_SOURCE PASSAGE_.
The role of a healthy lifestyle in overcoming emotional disorders

Many people seek psychotherapy because they just don’t feel good. They say they feel stuck or that they don’t feel like themselves. They feel tense and keyed up. They can’t stop worrying about work, money, or their relationships. Many say they’ve been sleeping too much or waking up throughout the night. They’ve started drinking or smoking more often. They’ve started eating less healthfully and they never exercise. They have no sense of energy when they wake up in the morning and instead feel dread and fear about what’s coming next. Some people can articulate that they feel lonely, sad, disappointed, confused, anxious. Many others just feel a vague sense of numbness and fatigue. They just don’t feel well.

Sometimes there are external circumstances, like the death of a loved one, a divorce, or a stressful transition, that triggered their change in thoughts, feelings, and behaviors. It is just as likely that there is no external circumstance that explains the change.

_THE TASK_. Continue the passage on healthy living and emotional disorders from its last sentence, in the same voice.

_SUPPLIED MATERIAL_.
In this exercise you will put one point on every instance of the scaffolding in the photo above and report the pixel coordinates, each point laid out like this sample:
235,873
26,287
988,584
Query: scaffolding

_RESULT FOR THIS EXERCISE_.
In the search for wellbeing, you may have tried all kinds of interventions to help yourself feel better before seeking psychotherapy. You or your friends and family see that you aren’t acting like yourself, that you are sleeping, eating, drinking, and exercising differently. You are tense and irritable or withdrawn and isolating yourself more often. You might try committing to exercise, eating better, drinking and smoking less, sleeping regularly, meditating, putting “boundaries” around work. Sometimes this brings relief and restores your sense of well-being. I am not against any of these healthy lifestyle behaviors.

I want to talk about what’s occurring when healthy lifestyle behavior changes don’t “work.” Let’s discuss what’s happening when no matter how healthy your lifestyle is, you still don’t have a sense of well-being. Or, no matter how much you want to commit to certain behaviors, you can’t seem to commit on a regular basis.

Suffering or wellbeing occurs based on how you relate to your mind and body, not from what you do. It’s not what you do, but how you do it.

People who relate to their thoughts, feelings, and sensations with openness, compassion, and courage do not have the desire to engage in self-destructive behaviors. Self-regulation in the form of balanced sleeping, eating, exercising, working, and socializing occurs naturally, because there’s no fight to be or feel a certain way.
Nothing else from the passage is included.